[Collected data entries]
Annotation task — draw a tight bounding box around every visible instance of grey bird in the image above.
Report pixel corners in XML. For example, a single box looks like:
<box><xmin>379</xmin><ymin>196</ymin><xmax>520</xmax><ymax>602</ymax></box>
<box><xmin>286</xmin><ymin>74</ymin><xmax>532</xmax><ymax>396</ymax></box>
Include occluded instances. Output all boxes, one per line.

Work to complete: Reproduce the material above line for line, without any alteration.

Exercise answer:
Annotation task — draw a tight bounding box around every visible instance of grey bird in the image above.
Report pixel corners in XML. For example, a single box looks like:
<box><xmin>379</xmin><ymin>196</ymin><xmax>520</xmax><ymax>602</ymax></box>
<box><xmin>286</xmin><ymin>74</ymin><xmax>532</xmax><ymax>396</ymax></box>
Include occluded instances. Output all boxes, one per line.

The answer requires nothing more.